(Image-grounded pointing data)
-- Opening Marker --

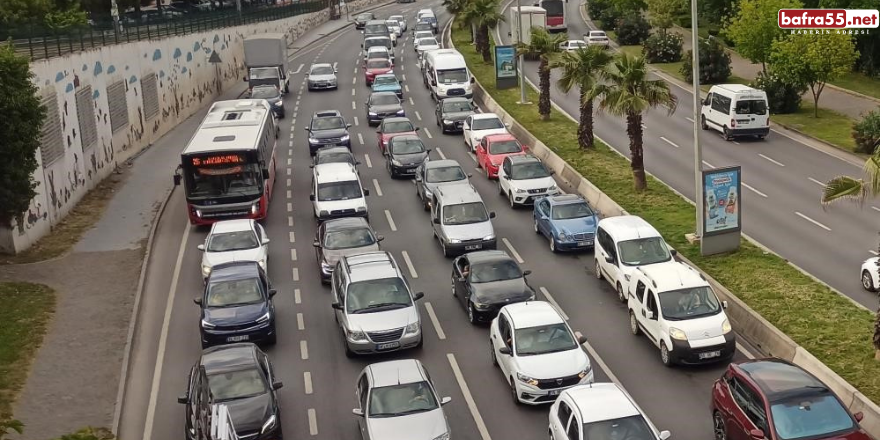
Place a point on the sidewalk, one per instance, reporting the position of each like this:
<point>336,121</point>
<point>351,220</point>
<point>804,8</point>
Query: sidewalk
<point>832,98</point>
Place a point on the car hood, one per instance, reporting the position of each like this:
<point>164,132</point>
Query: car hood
<point>236,315</point>
<point>249,414</point>
<point>554,365</point>
<point>382,321</point>
<point>502,292</point>
<point>420,426</point>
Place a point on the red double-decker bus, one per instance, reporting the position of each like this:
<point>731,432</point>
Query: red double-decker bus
<point>228,166</point>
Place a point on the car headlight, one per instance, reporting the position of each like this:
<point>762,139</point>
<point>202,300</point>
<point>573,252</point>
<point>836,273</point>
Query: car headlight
<point>270,424</point>
<point>675,333</point>
<point>526,379</point>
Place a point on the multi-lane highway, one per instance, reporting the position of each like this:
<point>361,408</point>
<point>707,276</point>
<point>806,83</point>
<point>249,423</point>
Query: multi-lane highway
<point>782,181</point>
<point>319,381</point>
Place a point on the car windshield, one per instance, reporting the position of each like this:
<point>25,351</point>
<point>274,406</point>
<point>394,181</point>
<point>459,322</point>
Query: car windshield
<point>571,210</point>
<point>445,174</point>
<point>529,170</point>
<point>234,293</point>
<point>328,124</point>
<point>642,251</point>
<point>349,238</point>
<point>400,400</point>
<point>240,384</point>
<point>810,417</point>
<point>629,428</point>
<point>407,146</point>
<point>465,213</point>
<point>679,305</point>
<point>377,295</point>
<point>345,190</point>
<point>504,147</point>
<point>543,339</point>
<point>487,124</point>
<point>494,271</point>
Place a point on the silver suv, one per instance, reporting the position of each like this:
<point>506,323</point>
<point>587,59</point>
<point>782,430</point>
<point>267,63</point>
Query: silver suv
<point>374,305</point>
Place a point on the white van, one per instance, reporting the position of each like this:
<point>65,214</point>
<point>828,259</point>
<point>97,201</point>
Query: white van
<point>736,110</point>
<point>446,74</point>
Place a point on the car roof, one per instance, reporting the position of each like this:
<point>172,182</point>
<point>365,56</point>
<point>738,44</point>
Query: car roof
<point>601,401</point>
<point>532,314</point>
<point>396,372</point>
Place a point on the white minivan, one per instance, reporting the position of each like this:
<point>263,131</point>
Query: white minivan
<point>736,110</point>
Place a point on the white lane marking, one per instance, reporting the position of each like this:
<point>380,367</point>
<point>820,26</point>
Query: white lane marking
<point>754,190</point>
<point>468,398</point>
<point>513,251</point>
<point>668,141</point>
<point>307,378</point>
<point>163,337</point>
<point>390,221</point>
<point>771,160</point>
<point>435,321</point>
<point>409,265</point>
<point>813,221</point>
<point>551,300</point>
<point>378,188</point>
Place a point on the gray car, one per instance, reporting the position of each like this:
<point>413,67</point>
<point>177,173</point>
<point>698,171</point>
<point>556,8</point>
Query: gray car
<point>398,401</point>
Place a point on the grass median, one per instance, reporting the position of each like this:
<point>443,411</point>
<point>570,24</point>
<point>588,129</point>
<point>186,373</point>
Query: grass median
<point>828,325</point>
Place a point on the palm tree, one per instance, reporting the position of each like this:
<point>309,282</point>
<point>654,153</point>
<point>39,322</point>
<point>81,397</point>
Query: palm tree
<point>628,92</point>
<point>544,46</point>
<point>584,68</point>
<point>483,15</point>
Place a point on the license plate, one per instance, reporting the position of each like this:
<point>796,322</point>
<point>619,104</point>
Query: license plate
<point>710,354</point>
<point>387,345</point>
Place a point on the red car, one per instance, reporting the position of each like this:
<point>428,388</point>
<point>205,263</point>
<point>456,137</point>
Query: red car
<point>377,67</point>
<point>492,150</point>
<point>775,400</point>
<point>390,127</point>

-- Closing Marker --

TO DO:
Above are records with pictures; repeat the records exactly and leave the pictures out.

ANSWER TO THIS PROBLEM:
Place a point on the sidewalk, one per instance, reporting the position of each like this:
<point>336,121</point>
<point>351,220</point>
<point>804,8</point>
Query: sidewalk
<point>832,98</point>
Place a point on the car hood, one per instance, reporting the position of each like this:
<point>164,132</point>
Query: car hood
<point>236,315</point>
<point>249,414</point>
<point>554,365</point>
<point>382,321</point>
<point>502,292</point>
<point>420,426</point>
Place a point on the red double-decker bus, one per instance, reporting the position of each like this:
<point>731,432</point>
Query: red double-decker bus
<point>228,166</point>
Place a point on the car headlight, one per instance, reporting the position of each like this:
<point>762,139</point>
<point>202,300</point>
<point>573,252</point>
<point>836,273</point>
Query: car headlight
<point>270,424</point>
<point>675,333</point>
<point>526,379</point>
Place a point on the multi-lane highway, one per instance, reporting the position of each like this:
<point>361,408</point>
<point>707,276</point>
<point>806,83</point>
<point>249,423</point>
Query: multi-lane highway
<point>782,181</point>
<point>319,381</point>
Place a point on the car windshield, one per instance, reporting the position of each like this:
<point>25,351</point>
<point>274,406</point>
<point>394,181</point>
<point>459,322</point>
Query: car windshield
<point>571,210</point>
<point>445,174</point>
<point>529,170</point>
<point>234,293</point>
<point>328,124</point>
<point>642,251</point>
<point>349,238</point>
<point>400,400</point>
<point>240,384</point>
<point>810,417</point>
<point>629,428</point>
<point>407,146</point>
<point>465,213</point>
<point>679,305</point>
<point>377,295</point>
<point>345,190</point>
<point>504,147</point>
<point>543,339</point>
<point>487,124</point>
<point>494,271</point>
Place a point on the silver suv, one per instance, reporting the position of each like this:
<point>506,323</point>
<point>587,59</point>
<point>782,430</point>
<point>267,63</point>
Query: silver suv
<point>374,305</point>
Place a point on the white van, one per instance, reporting the position of each like this:
<point>65,214</point>
<point>828,259</point>
<point>97,201</point>
Query: white van
<point>736,110</point>
<point>446,74</point>
Place a point on the car roof, one per instance, reporting the position of each like this:
<point>172,182</point>
<point>365,56</point>
<point>738,44</point>
Query: car roof
<point>601,401</point>
<point>532,314</point>
<point>396,372</point>
Place a point on the white minivan, one per instance, reporting the position of each like this:
<point>263,131</point>
Query: white minivan
<point>736,110</point>
Place a point on the white lane marking, one per instance, reporting the position of each like this:
<point>380,367</point>
<point>820,26</point>
Query: white lane marking
<point>754,190</point>
<point>468,398</point>
<point>513,251</point>
<point>668,141</point>
<point>307,378</point>
<point>163,337</point>
<point>390,221</point>
<point>771,160</point>
<point>435,321</point>
<point>409,265</point>
<point>813,221</point>
<point>551,300</point>
<point>378,188</point>
Place a point on the gray car, one per instance, reporting the position of each like this:
<point>413,67</point>
<point>177,173</point>
<point>698,171</point>
<point>556,8</point>
Query: gray car
<point>398,401</point>
Place a point on the grass median, one per instance, reporting the position of each like this:
<point>443,411</point>
<point>570,24</point>
<point>588,129</point>
<point>186,373</point>
Query: grass median
<point>828,325</point>
Place a point on the palm tree, one per instance, reporting the position of each like this:
<point>309,282</point>
<point>654,153</point>
<point>39,322</point>
<point>81,397</point>
Query: palm tree
<point>628,92</point>
<point>544,46</point>
<point>584,68</point>
<point>483,15</point>
Place a point on the license plate, one per instance, reporting the position of each like this:
<point>796,322</point>
<point>619,104</point>
Query: license plate
<point>710,354</point>
<point>387,345</point>
Place a point on the red car, one per instance, reporting the position of each like this:
<point>428,388</point>
<point>205,263</point>
<point>456,137</point>
Query: red car
<point>377,67</point>
<point>492,150</point>
<point>775,400</point>
<point>390,127</point>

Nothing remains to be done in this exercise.